Text block:
####

I guess it doesn't help that I can't move very well. My legs are STILL dead- and actually even worse because yesterday was my first Zumba class of the semester AND our first demo practice this semester. That's a lot of working out-- and a lot of leg work. Don't worry, I may not be able to walk very well- and I get in and out of chairs like an 80 year old woman, but I was able to eat my weight in Chocolate... so not all is lost.

At least I have tomorrow to look forward to- I don't have class until 12:30, so either I sleep in, or (and here's the kicker) I get up and actually do something! Might be nice... I do have dry-cleaning to pick up. Sorry for the lack of witty commentary and quirky insight tonight, it's either the hormones or the Aliens that are to blame. (I'm thinking hormones- it's always the hormones)

Monday, January 19, 2009

Dead legs and Cardio Striptease

So despite the title, I will not be posting any videos, giving any demonstrations, etc. you'll just have to find out later.
Actually- there's not too much to find out. Every year, the VT fitness department (the fitness instructors and physical trainers) go to Fitness EXPO, which is basically a conference for central east coast schools to get together and show off and take fitness classes, lectures, etc. This year- not only am I PRESENTING a whole class (Zumba- I've talked about it before...several times) but this year I get to take Cardio Striptease <----watch that video. I'm not quite sure what to expect, but it should be hilarious/fun! In other fitness news, we had our semesterly fitness inservice today, complete with mandatory staff workout, and now I can't feel my legs. Actually- I just don't want to, because they hurt like hell every time I move. Damn squats. So I'm teaching two zumba classes per week, and then I'm teaching a cardio dance class (hip-hop) for about a month in the middle of the semester. It should be awesome and I'm excited to get started- even though my first class is TOMORROW (I'm not sure I will be able to move tomorrow...well, move without hurting, that is). So tomorrow, 6:30- it's Zumba time!

####

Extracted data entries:

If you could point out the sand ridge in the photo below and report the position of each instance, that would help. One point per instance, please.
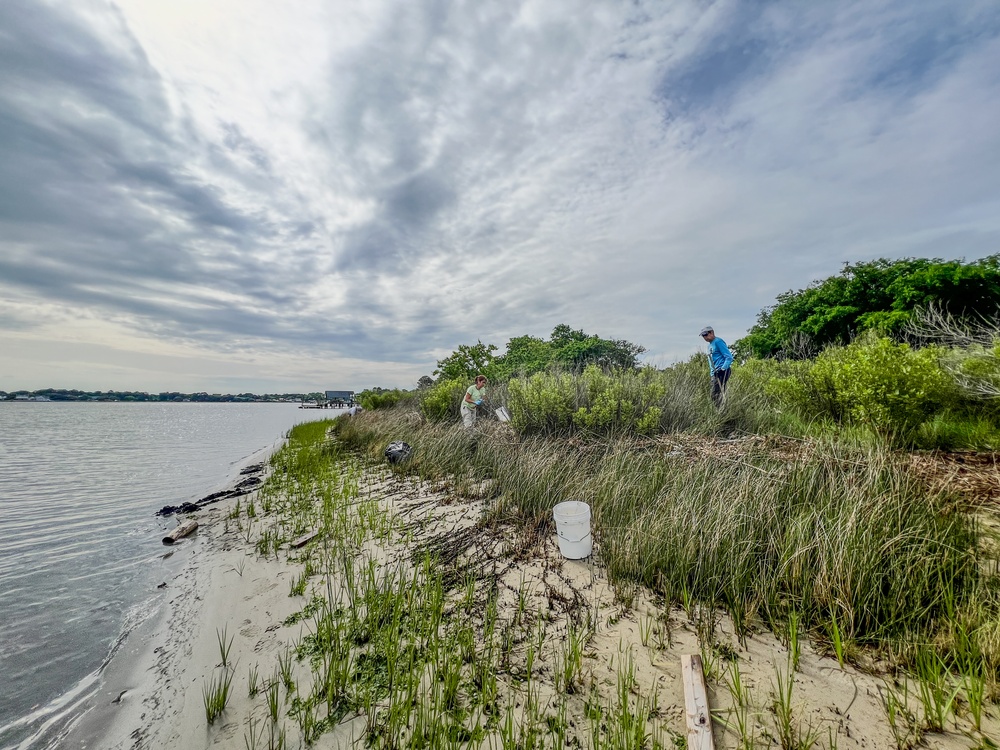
(226, 585)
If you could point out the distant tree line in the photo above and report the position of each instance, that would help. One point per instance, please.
(881, 296)
(567, 348)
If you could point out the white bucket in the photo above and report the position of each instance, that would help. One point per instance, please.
(573, 529)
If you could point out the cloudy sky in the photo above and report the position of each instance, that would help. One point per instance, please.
(231, 195)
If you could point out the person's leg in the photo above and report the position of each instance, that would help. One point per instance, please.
(716, 390)
(719, 381)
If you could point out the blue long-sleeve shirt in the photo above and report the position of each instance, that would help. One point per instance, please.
(719, 356)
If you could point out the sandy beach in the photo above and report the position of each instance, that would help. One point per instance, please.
(220, 588)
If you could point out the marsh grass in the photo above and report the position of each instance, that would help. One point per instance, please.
(215, 694)
(841, 539)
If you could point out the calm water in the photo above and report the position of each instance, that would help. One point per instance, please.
(79, 544)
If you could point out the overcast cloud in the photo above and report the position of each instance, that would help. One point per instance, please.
(250, 195)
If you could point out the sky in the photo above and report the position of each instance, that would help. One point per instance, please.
(252, 195)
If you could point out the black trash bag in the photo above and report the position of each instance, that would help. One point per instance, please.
(398, 451)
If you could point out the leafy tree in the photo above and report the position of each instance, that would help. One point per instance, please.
(466, 362)
(878, 295)
(525, 355)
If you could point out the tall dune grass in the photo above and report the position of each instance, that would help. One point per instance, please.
(848, 540)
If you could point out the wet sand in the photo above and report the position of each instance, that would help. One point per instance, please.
(156, 702)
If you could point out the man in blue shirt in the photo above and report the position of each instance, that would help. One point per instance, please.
(720, 362)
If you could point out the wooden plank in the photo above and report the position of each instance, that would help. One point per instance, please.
(699, 719)
(304, 539)
(181, 531)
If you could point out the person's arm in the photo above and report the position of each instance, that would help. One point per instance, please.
(726, 354)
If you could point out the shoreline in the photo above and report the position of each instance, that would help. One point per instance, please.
(122, 683)
(224, 584)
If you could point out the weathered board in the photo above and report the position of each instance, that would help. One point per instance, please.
(181, 531)
(699, 718)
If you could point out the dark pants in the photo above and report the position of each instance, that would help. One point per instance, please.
(719, 380)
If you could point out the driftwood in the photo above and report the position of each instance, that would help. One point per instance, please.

####

Objectives:
a) Transcribe the blog post about sore legs and Zumba word for word, from "At least I have" up to and including "find out later.".
b) Write the next part of the blog post about sore legs and Zumba, starting after its final sentence.

Exercise responses:
a)
At least I have tomorrow to look forward to- I don't have class until 12:30, so either I sleep in, or (and here's the kicker) I get up and actually do something! Might be nice... I do have dry-cleaning to pick up. Sorry for the lack of witty commentary and quirky insight tonight, it's either the hormones or the Aliens that are to blame. (I'm thinking hormones- it's always the hormones)

Monday, January 19, 2009

Dead legs and Cardio Striptease

So despite the title, I will not be posting any videos, giving any demonstrations, etc. you'll just have to find out later.

b)
Despite my dead legs, around 7:30- I'm going to go get chinese food. My roommate gets back tonight, and that's what we're doing for dinner- and probably watching a movie (we are sooo exciting) I meant to call Momz today- I missed her and need to say "hi" today I bought her a present, and I can't wait to mail it to her. Damn post office was closed by the time I got there-- shoe shopping took precedence... I know- priorities, but I got some really fricken cute boots. In fact- I almost bought two pairs of said boots, but they didn't have my size. Actually this is not the case (well the whole size issue was...) I need black boots, but the ones I really wanted were the tan ones. But necessity took over (and there were no tan ones in my size) I'm still thinking of having them sent to the store, because they can send them over from a different branch, and then I can buy them at my local store. The only problem is, I'm trying to talk myself out of it, because even if they are on sale, $40.00 boots are not that cheap if you end up buying two pairs...of the same boots...
My only reasoning is this: I need some flat heeled boots (for when I go to Europe) and I don't want those to be black, so I'll get my tan boots yet. But at least they'll be a different style. (Still thinking I should have got the tan ones. They were more tan and less brown than those ones)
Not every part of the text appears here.